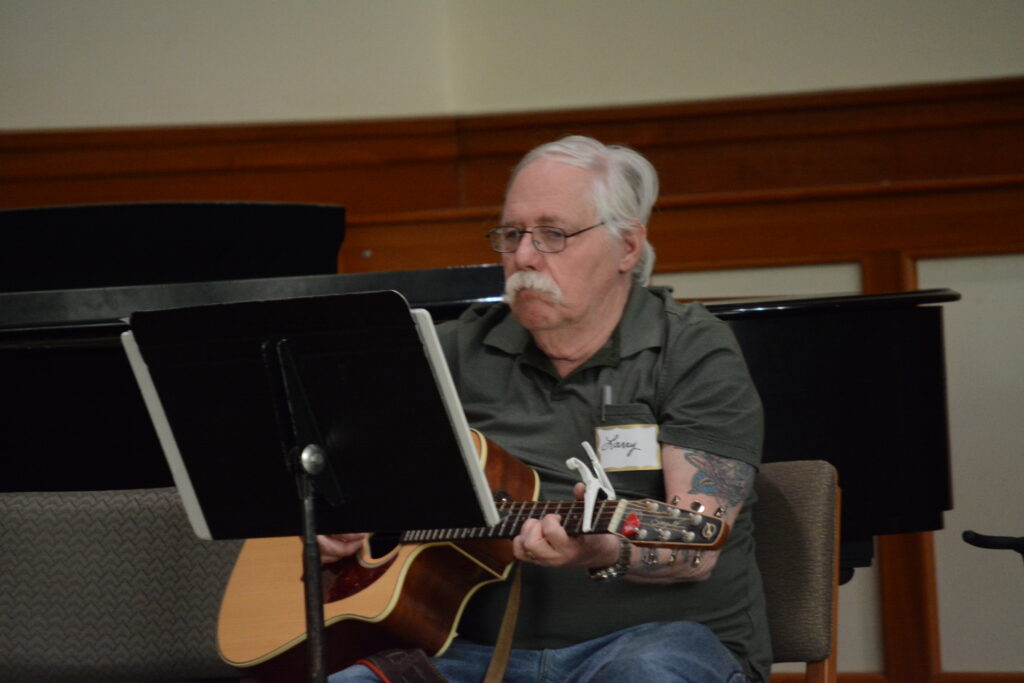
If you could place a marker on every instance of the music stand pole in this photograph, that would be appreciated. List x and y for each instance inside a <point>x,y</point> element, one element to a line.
<point>311,462</point>
<point>313,475</point>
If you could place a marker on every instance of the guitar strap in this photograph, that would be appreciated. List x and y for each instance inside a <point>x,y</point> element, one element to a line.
<point>503,645</point>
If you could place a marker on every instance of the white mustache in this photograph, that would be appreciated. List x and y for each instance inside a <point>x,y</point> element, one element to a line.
<point>534,281</point>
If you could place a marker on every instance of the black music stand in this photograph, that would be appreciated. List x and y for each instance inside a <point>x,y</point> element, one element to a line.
<point>344,398</point>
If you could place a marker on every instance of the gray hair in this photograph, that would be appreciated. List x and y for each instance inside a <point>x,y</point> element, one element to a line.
<point>624,186</point>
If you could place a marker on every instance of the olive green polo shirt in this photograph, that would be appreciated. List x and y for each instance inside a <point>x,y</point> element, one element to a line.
<point>667,364</point>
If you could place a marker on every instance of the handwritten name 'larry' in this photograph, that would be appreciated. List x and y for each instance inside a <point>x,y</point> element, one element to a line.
<point>614,444</point>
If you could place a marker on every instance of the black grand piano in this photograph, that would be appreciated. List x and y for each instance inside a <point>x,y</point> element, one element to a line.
<point>856,380</point>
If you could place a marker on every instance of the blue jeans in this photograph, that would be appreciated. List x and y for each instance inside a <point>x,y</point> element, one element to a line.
<point>665,651</point>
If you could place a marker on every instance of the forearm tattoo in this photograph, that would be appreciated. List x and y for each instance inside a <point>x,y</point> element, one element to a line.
<point>728,480</point>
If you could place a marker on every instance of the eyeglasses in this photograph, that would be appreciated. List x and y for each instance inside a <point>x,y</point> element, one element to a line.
<point>546,239</point>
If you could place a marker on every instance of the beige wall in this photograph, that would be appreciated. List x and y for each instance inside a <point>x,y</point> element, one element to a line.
<point>68,63</point>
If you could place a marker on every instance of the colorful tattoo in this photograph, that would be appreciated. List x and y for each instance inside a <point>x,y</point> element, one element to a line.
<point>728,480</point>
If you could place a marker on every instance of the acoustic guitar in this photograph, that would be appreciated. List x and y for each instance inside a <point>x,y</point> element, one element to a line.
<point>413,594</point>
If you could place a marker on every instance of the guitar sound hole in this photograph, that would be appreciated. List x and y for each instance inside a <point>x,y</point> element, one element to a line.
<point>383,543</point>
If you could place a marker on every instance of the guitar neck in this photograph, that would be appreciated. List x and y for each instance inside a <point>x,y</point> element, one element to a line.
<point>644,522</point>
<point>606,514</point>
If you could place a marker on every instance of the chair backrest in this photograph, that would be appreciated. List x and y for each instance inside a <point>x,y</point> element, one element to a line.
<point>797,531</point>
<point>108,586</point>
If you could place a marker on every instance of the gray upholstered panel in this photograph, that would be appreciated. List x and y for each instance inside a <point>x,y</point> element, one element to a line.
<point>108,586</point>
<point>795,531</point>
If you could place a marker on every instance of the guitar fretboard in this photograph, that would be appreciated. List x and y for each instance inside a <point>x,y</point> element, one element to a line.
<point>514,514</point>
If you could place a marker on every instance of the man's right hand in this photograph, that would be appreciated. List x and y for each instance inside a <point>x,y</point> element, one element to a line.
<point>338,546</point>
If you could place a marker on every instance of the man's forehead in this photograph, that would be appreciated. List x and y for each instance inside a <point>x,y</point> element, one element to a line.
<point>549,193</point>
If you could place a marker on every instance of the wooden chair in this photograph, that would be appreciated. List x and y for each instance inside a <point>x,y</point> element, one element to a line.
<point>797,530</point>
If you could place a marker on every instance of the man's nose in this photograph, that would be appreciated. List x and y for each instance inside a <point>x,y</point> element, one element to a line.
<point>526,255</point>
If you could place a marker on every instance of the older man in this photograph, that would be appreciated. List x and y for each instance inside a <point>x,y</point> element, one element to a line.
<point>584,351</point>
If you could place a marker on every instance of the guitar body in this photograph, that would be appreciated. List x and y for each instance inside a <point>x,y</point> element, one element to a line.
<point>410,597</point>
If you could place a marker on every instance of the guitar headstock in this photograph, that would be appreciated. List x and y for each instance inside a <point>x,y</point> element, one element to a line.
<point>653,523</point>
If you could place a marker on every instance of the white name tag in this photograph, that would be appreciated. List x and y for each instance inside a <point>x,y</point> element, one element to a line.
<point>629,447</point>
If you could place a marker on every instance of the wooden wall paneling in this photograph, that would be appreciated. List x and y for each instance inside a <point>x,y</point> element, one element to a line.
<point>802,140</point>
<point>745,229</point>
<point>369,167</point>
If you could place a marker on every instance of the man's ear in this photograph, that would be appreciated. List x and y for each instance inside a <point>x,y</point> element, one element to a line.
<point>633,241</point>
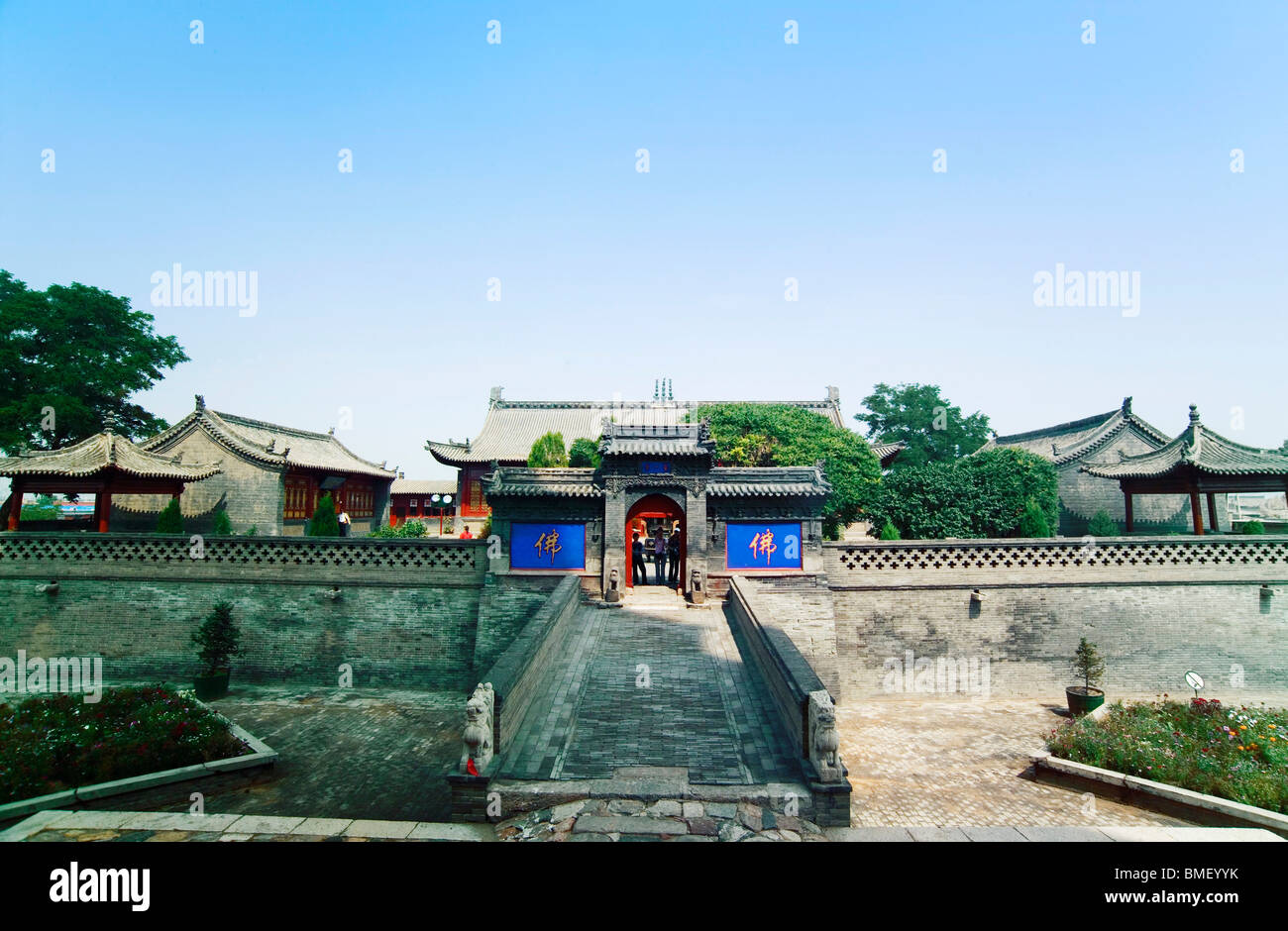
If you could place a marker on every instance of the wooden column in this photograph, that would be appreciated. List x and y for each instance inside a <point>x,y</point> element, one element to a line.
<point>16,506</point>
<point>103,506</point>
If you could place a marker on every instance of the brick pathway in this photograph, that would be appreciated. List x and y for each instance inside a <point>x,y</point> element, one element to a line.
<point>961,763</point>
<point>703,707</point>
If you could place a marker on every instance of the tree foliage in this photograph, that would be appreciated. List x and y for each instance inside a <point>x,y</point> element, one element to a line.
<point>986,494</point>
<point>1102,524</point>
<point>584,454</point>
<point>787,436</point>
<point>170,519</point>
<point>932,429</point>
<point>69,359</point>
<point>323,523</point>
<point>548,452</point>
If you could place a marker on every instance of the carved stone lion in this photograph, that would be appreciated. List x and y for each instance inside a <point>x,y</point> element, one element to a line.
<point>823,738</point>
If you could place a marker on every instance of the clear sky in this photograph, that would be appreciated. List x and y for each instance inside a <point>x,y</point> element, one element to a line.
<point>767,161</point>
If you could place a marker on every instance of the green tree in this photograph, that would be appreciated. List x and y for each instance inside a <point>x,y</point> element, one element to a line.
<point>984,494</point>
<point>932,429</point>
<point>1033,522</point>
<point>69,359</point>
<point>323,522</point>
<point>219,639</point>
<point>787,436</point>
<point>223,526</point>
<point>584,454</point>
<point>170,519</point>
<point>1102,524</point>
<point>1087,664</point>
<point>548,452</point>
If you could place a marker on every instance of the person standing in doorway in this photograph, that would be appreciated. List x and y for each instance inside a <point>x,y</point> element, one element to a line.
<point>673,556</point>
<point>639,570</point>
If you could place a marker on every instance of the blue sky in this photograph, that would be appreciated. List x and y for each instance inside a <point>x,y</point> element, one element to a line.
<point>767,161</point>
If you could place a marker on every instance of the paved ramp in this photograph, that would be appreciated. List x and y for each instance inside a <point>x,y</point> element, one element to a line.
<point>652,684</point>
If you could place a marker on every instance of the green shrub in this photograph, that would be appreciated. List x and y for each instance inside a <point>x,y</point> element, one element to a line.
<point>223,526</point>
<point>584,454</point>
<point>170,520</point>
<point>1102,524</point>
<point>323,522</point>
<point>1033,522</point>
<point>548,452</point>
<point>219,639</point>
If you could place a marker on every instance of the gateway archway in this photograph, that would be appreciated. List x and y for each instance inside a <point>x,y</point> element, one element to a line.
<point>649,515</point>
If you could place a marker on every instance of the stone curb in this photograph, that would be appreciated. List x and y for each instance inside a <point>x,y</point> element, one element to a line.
<point>262,755</point>
<point>1237,811</point>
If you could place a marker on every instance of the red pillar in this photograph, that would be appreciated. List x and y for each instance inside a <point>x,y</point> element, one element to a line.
<point>16,506</point>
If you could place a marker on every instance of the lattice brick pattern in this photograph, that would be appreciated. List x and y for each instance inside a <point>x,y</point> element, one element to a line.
<point>117,549</point>
<point>1061,556</point>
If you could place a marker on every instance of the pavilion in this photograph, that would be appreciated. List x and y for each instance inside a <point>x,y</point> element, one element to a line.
<point>102,466</point>
<point>1197,463</point>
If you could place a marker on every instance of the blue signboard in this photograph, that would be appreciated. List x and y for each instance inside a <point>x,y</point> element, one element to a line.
<point>548,546</point>
<point>767,546</point>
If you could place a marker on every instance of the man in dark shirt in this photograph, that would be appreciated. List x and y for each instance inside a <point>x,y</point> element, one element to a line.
<point>660,557</point>
<point>639,570</point>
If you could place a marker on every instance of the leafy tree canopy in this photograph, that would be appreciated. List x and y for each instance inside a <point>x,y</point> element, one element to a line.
<point>584,454</point>
<point>986,494</point>
<point>548,452</point>
<point>80,353</point>
<point>787,436</point>
<point>932,429</point>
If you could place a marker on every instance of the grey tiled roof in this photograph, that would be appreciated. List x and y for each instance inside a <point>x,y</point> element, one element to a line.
<point>269,443</point>
<point>771,481</point>
<point>1198,447</point>
<point>99,454</point>
<point>1077,439</point>
<point>511,426</point>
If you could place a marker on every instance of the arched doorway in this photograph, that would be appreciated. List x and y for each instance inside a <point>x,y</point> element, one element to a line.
<point>647,517</point>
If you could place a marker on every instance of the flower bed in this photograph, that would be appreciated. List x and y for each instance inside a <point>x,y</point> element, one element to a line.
<point>1236,754</point>
<point>59,742</point>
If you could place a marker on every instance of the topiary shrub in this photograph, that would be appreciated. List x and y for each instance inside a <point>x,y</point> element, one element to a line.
<point>1033,522</point>
<point>170,520</point>
<point>1103,526</point>
<point>584,454</point>
<point>323,522</point>
<point>223,526</point>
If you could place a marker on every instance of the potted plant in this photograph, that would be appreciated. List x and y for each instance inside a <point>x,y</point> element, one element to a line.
<point>219,640</point>
<point>1090,668</point>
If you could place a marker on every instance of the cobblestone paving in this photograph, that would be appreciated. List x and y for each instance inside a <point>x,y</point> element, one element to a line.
<point>703,708</point>
<point>962,763</point>
<point>375,754</point>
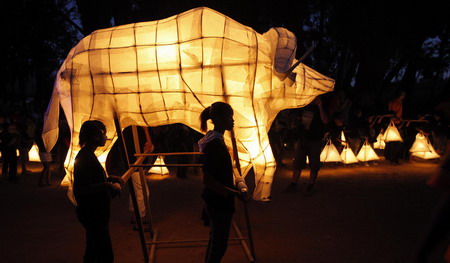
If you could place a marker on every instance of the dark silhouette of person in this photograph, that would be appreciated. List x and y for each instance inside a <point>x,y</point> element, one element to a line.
<point>45,157</point>
<point>10,143</point>
<point>219,191</point>
<point>310,133</point>
<point>93,192</point>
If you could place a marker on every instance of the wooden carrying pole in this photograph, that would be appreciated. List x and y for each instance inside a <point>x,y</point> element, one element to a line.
<point>247,218</point>
<point>131,187</point>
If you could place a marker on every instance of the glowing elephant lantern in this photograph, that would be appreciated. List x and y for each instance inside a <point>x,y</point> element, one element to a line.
<point>167,71</point>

● ● ● ●

_Prompt:_
Replace "guitar fretboard" with "guitar neck" in the listing lines from the line holding "the gray upholstered" through the line holding "<point>797,530</point>", inclusive, and give back only those lines, otherwise unchanged.

_Reply to the exercise:_
If you could place a marker on every instance of the gray upholstered panel in this photograph, that would be appreciated. List x and y for each instance inside a <point>x,y</point> element, one element to a line.
<point>108,586</point>
<point>795,531</point>
If you could place a marker on every instance of the guitar neck in this photograph, that would be appreciated. List x and y for each instance inside a <point>x,y</point> element, one element to a line.
<point>514,514</point>
If you could place a marker on every instance of the man's right hand in this photograph, that would be appreciated. List x and y for each instance inside a <point>x,y</point> element, one element to a line.
<point>338,546</point>
If you could place a marker on every instance of the man's forehead in this photograph, that would be appreciated. List x and y for each instance inside a <point>x,y</point> element, one element to a line.
<point>549,193</point>
If you could place a marker on every instance of the wooden chair in this photograph, that would be appreciated. List x and y for each instance inside a <point>x,y</point> element, one element to a line.
<point>797,530</point>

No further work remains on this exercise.